A probabilistic sensitivity analysis using Monte Carlo simulation was performed, in which all input parameters were varied simultaneously with mean defined as the base case and range defined as two standard deviations from the mean in either direction. Transitional probabilities and health state utilities all varied by a beta distribution. Hazard ratios varied by log normal distribution. All costs were varied using a gamma distribution. The analysis was run 10,000 times to capture stability in the results. Uncertainty was represented using a scatter plot. Since the time horizon can change depending on age of the patient at the time of treatment, we also represented the probability of cost effectiveness in a surface plot with varying time horizon and WTP.
RESULTS
Base-Case Analysis
Over a 15-year time horizon, PFO closure yielded 12.4 QALYs at a cost of $29,282 and medical therapy yielded 12.0 QALYs at a cost of $32,850, suggesting that PFO closure resulted in a gain of 0.33 QALYs at cost savings of $3,568. Thus, PFO closure dominates medical therapy and is associated with on average 120 additional days of perfect health over a 15 year time horizon compared to medical therapy, translating to a positive incremental net monetary benefit of $52,761. In order to understand how long it would take to reach cost effectiveness, we calculated the ICER for the base case varying the time horizon from 5–25 years (Supplemental figure I). By seven years, PFO closure satisfies the WTP threshold at a cost of $149,624 per QALY gained and at 14 years, PFO closure becomes the dominant strategy.
One-Way Sensitivity Analysis
With the exception of the hazard ratio of recurrent stroke, variation across all other variables still resulted in acceptable limits of cost effectiveness, defined as WTP of $150,000 (figure 3). The model was most sensitive to the hazard ratio of stroke with closure or the magnitude of treatment benefit. With the high hazard ratio estimate of 0.77, indicating less benefit from closure, the INMB became negative, costing $10,150; with ICER of $458,558 per additional QALY. On the other extreme, with a hazard ratio of 0.13, the INMB increases to $155,849, producing an improvement of 0.98 in QALY and $44,944 in cost savings.
Multiway Probabilistic Sensitivity Analysis
The results of the multiway sensitivity analysis are shown in figure 4. In 57.8% of the simulations run, PFO closure was the dominant strategy with a benefit in QALYs and cost savings. In 97.7% of the simulations run, PFO closure was beneficial, with more QALYs than medical therapy. Finally, in 90.0% of the simulations, PFO closure was cost effective at a WTP threshold of $150,000/QALY. The 95% interval for INMB at a WTP of $150,000 ranged from −$8284 to $158,910. The surface plot in figure 5 demonstrates the probability of cost effectiveness based on the WTP and the time horizon or years after PFO closure. For example, at WTP of $50,000 we would attain a probability of > 90% cost effectiveness by 25 years. As expected, the probability of cost effectiveness increased with longer time and increased threshold for WTP.
######
### Explore the material
1) According to the PFO closure cost-effectiveness excerpt, why did the authors also show the probability of cost effectiveness in a surface plot with varying time horizon and WTP? Answer in one to three sentences.
2) Answer these questions using the PFO closure cost-effectiveness excerpt:
(a) What kind of distribution was used to vary all costs?
(b) How many QALYs did PFO closure yield over the 15-year time horizon?
(c) In what percentage of the simulations was PFO closure the dominant strategy?

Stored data
######
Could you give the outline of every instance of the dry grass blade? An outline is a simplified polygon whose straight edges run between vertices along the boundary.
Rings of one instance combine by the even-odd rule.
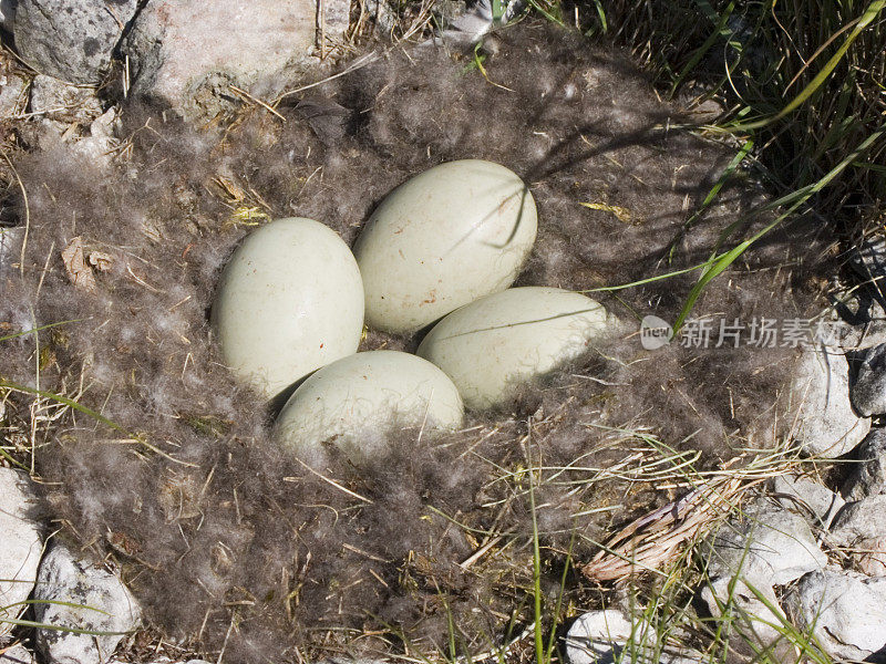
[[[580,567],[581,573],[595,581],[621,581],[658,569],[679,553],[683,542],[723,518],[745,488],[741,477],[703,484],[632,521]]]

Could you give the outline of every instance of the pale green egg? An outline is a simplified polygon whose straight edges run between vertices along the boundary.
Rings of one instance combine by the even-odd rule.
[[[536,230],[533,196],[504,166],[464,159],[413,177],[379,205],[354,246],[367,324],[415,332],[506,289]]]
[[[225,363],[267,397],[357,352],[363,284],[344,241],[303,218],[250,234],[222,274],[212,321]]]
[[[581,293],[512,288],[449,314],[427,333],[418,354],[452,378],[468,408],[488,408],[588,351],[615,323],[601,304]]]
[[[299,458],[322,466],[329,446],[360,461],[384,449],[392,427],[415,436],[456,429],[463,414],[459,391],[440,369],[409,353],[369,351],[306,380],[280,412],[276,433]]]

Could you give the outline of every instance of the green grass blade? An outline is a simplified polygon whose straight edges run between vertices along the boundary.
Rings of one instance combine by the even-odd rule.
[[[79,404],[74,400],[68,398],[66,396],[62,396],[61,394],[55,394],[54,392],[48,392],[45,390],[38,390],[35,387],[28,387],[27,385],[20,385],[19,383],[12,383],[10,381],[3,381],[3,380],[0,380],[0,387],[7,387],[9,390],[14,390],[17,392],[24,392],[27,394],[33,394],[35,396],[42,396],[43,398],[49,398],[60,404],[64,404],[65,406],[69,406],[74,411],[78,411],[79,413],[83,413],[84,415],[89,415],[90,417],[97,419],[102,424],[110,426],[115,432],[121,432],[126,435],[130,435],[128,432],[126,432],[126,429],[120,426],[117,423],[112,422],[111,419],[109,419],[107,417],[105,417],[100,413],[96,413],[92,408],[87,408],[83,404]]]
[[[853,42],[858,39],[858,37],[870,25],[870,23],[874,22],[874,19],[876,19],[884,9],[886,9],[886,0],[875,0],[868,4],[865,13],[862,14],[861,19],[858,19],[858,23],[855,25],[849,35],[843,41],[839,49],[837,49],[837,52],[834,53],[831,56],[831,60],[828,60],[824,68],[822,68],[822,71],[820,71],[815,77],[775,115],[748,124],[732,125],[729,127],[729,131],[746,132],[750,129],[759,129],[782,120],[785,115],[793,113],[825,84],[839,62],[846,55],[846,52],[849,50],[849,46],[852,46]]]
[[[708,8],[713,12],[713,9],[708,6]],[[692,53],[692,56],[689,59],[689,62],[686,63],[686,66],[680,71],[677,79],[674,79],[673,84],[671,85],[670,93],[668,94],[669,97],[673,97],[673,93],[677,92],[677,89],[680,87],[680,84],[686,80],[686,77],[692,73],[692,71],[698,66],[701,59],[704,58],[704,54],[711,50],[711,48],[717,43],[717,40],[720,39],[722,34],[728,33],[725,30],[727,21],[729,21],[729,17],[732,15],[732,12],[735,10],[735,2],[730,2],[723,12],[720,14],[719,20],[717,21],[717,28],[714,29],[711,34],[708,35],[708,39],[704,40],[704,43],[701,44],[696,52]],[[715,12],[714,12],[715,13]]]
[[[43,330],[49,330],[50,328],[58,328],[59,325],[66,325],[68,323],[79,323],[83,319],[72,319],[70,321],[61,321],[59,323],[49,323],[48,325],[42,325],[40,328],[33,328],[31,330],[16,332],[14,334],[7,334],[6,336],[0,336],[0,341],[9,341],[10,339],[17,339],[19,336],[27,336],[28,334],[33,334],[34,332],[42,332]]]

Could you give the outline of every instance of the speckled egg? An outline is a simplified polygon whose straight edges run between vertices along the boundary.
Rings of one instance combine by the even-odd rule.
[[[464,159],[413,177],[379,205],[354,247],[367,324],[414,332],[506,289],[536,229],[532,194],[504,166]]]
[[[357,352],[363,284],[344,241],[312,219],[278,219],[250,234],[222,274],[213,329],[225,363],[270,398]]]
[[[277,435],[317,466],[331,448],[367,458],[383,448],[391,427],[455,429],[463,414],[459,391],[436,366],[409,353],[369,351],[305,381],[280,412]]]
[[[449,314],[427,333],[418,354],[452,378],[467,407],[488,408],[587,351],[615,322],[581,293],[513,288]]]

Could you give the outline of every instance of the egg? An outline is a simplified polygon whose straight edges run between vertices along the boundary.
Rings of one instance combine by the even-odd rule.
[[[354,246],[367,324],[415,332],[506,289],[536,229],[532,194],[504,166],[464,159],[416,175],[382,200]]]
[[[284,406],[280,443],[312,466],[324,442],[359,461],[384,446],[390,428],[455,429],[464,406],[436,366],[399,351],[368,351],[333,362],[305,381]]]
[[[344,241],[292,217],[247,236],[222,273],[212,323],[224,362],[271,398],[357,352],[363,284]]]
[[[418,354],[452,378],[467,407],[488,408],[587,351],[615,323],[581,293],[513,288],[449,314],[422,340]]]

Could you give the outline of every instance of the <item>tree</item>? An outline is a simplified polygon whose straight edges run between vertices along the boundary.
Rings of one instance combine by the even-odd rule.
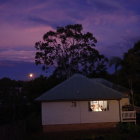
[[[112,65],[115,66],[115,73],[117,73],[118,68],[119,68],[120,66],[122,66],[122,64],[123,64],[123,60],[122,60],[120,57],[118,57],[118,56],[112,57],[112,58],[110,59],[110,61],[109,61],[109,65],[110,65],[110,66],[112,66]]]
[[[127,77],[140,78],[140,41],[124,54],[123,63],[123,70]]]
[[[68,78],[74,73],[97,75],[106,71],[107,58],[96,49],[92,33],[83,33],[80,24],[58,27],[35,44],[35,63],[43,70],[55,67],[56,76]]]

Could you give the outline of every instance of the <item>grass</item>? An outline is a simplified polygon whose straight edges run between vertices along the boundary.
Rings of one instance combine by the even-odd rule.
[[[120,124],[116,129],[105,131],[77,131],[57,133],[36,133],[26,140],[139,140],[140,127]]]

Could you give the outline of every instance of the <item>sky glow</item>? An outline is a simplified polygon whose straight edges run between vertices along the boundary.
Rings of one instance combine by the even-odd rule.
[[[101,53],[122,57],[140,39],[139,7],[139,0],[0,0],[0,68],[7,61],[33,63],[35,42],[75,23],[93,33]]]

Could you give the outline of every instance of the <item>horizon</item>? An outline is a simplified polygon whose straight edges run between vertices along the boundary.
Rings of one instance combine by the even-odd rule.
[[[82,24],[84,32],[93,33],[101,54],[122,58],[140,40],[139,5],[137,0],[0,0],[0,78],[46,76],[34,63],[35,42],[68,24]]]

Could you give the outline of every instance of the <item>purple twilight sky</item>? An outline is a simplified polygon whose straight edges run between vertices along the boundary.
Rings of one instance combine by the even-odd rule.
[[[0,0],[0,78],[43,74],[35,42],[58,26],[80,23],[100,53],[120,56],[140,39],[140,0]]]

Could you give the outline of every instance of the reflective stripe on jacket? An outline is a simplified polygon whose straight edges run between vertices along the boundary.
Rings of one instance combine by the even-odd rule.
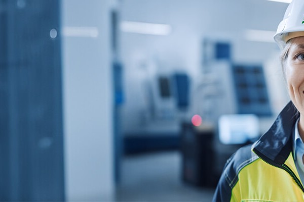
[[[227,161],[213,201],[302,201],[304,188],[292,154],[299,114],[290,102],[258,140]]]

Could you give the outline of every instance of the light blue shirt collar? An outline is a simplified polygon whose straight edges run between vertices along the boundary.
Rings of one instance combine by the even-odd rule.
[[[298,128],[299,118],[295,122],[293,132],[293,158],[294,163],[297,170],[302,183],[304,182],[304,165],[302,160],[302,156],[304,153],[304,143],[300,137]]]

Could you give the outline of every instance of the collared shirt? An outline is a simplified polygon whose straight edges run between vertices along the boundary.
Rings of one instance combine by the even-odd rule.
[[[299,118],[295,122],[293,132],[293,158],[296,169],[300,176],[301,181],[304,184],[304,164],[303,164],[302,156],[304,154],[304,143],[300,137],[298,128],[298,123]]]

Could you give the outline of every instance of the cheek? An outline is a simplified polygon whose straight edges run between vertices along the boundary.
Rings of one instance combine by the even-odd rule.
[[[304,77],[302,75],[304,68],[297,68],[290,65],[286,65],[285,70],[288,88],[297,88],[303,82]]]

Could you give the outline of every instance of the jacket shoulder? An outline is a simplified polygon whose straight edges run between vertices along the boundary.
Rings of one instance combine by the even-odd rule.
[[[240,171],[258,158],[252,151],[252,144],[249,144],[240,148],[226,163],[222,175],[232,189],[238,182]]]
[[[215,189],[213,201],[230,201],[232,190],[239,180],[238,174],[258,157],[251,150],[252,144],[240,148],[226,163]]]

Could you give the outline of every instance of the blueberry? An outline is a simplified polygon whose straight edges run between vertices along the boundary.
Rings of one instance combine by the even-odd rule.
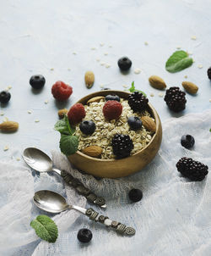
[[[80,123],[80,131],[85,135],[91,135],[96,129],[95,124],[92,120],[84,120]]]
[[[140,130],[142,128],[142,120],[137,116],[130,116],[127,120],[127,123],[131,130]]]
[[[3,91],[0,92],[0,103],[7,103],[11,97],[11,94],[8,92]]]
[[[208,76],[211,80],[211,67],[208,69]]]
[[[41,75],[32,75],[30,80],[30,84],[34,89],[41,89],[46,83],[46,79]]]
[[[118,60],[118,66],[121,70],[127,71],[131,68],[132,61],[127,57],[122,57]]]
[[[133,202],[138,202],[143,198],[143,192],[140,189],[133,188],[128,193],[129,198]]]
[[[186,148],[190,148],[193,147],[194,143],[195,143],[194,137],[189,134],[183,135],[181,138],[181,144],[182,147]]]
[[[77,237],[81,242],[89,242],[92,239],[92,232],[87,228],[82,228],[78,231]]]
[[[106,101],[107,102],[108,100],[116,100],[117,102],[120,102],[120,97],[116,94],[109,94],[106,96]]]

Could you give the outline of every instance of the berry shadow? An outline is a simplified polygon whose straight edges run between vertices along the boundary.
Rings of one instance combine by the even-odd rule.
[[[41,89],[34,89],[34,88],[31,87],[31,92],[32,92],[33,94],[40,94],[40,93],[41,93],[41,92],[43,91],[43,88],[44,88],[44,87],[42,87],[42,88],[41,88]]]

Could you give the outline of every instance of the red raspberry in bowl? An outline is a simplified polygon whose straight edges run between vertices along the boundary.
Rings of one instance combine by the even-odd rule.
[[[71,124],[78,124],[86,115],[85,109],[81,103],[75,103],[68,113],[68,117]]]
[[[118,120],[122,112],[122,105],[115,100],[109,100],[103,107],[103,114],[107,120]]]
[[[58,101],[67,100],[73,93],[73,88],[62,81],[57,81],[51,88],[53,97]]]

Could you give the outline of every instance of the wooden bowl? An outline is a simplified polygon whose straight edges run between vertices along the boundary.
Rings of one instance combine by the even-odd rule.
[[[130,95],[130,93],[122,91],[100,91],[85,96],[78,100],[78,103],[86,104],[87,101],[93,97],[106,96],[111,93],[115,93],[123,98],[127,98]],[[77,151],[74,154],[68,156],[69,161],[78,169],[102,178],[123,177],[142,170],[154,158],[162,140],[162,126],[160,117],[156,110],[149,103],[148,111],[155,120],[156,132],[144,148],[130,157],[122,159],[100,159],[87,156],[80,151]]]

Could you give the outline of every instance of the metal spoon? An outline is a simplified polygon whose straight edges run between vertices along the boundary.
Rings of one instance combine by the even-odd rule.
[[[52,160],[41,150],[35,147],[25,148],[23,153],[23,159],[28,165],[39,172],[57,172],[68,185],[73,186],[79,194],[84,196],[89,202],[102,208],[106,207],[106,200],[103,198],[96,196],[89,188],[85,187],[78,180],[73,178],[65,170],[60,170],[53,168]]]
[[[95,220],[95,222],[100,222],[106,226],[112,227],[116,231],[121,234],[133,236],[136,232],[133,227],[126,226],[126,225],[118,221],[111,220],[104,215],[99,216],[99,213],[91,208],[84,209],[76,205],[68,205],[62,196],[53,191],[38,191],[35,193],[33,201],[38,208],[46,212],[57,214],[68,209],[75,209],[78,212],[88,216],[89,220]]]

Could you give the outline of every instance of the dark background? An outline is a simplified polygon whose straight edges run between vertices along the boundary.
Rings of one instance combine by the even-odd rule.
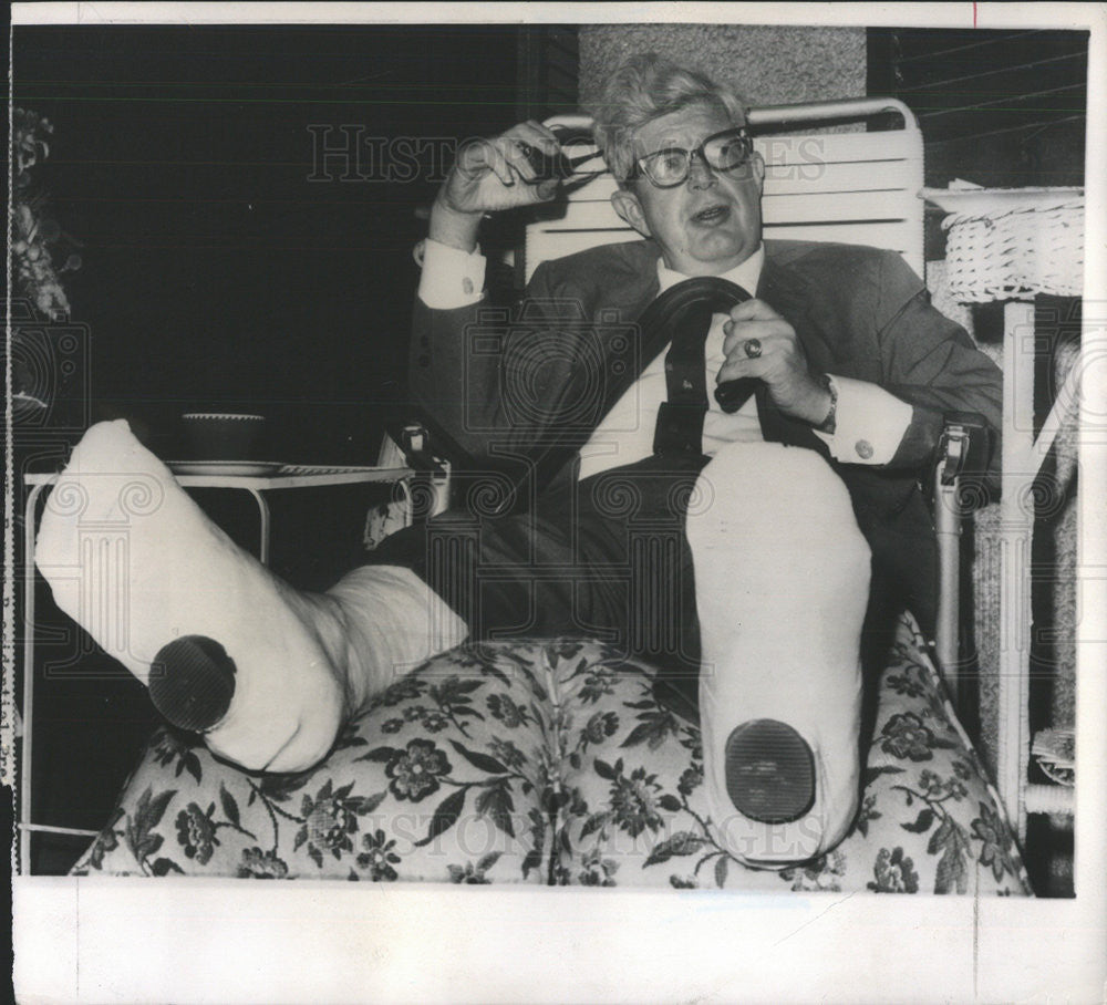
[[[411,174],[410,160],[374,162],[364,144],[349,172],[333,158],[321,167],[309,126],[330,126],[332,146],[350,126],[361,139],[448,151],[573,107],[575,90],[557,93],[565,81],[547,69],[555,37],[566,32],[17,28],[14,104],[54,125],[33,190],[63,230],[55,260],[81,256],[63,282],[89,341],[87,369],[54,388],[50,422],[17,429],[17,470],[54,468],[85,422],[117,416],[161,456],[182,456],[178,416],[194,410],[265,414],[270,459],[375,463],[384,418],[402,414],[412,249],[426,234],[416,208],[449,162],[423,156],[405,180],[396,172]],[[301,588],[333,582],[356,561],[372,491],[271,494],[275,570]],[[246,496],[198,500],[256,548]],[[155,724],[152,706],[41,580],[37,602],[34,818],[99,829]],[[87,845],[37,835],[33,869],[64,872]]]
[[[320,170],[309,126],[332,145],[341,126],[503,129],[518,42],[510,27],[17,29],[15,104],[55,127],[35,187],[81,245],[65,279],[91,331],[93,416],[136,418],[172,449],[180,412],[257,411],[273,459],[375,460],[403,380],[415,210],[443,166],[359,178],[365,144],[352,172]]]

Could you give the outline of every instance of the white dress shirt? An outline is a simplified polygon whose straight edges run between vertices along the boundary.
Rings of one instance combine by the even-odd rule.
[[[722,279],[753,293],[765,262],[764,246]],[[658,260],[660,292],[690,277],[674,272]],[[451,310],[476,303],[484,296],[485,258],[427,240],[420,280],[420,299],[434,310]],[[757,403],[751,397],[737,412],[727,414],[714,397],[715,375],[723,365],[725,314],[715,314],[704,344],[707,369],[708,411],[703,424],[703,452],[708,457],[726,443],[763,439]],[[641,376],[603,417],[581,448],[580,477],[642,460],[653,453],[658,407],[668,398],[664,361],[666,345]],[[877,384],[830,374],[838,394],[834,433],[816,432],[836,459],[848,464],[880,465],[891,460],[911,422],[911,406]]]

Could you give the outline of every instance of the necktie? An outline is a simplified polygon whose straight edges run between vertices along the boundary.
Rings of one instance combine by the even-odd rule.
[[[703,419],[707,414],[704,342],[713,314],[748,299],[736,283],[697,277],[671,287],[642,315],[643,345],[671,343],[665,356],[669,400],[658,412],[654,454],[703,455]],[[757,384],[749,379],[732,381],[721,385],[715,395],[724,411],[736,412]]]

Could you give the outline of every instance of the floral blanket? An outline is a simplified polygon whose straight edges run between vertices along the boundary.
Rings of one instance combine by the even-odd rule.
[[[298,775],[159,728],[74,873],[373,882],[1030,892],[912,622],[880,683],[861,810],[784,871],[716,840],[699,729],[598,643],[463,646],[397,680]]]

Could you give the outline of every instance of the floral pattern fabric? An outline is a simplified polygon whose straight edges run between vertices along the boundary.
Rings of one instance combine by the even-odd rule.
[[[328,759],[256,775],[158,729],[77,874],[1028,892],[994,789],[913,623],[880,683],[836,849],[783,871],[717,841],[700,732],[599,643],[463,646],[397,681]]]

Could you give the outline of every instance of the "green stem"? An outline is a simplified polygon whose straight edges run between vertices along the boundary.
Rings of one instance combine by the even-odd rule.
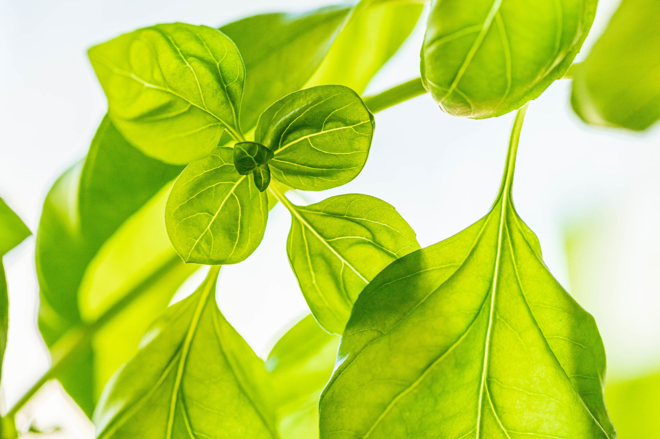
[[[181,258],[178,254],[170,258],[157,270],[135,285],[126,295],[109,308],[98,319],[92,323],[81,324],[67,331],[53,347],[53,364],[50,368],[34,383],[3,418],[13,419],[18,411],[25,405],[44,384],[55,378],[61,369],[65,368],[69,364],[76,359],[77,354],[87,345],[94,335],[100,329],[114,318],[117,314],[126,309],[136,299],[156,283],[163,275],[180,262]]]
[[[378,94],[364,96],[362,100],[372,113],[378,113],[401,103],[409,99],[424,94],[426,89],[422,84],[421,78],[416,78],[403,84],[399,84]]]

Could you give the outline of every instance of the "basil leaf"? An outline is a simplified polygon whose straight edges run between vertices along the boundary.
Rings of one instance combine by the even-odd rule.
######
### Results in order
1) The time horizon can change depending on the patient's age at the time of treatment. So the authors showed how the probability of cost effectiveness changes across different time horizons and WTP levels.

2)
(a) A gamma distribution.
(b) 12.4 QALYs.
(c) 57.8%.